:: REQUIRED TASK ::
Recast this material as a two-column CSV with one row per request, using the column names "request" and "points". Put the request text in one quoted field and its answer in the other, with line breaks replaced by spaces, and leave out the pictures.

Photo object pointing material:
....................

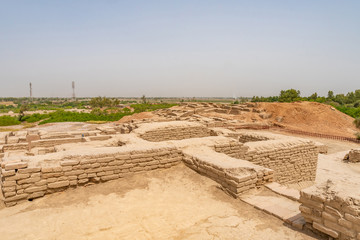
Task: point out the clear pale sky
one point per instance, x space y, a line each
178 48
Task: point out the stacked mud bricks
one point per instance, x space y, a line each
21 182
336 216
176 133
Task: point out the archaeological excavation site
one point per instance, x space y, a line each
194 171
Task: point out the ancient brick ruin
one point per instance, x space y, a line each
36 163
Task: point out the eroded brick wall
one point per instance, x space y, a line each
336 216
20 182
175 133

....................

:: ANSWER FOR THE TASK ::
request,points
"Task: point out the clear pale sky one point per instance, x space y, a line each","178 48"
"Task: point out the stacked mud bricks one point per instance, x space y, a line each","21 182 336 216 176 133"
"Task: point out the archaeological excavation site one point per instance, x space y, a line each","194 171"
"Task: point out the ancient brick ruin one point per instance, x space y, a line each","36 163"
"Task: point out the eroded brick wall one point per instance, x space y, a line each","336 216 20 182 175 133"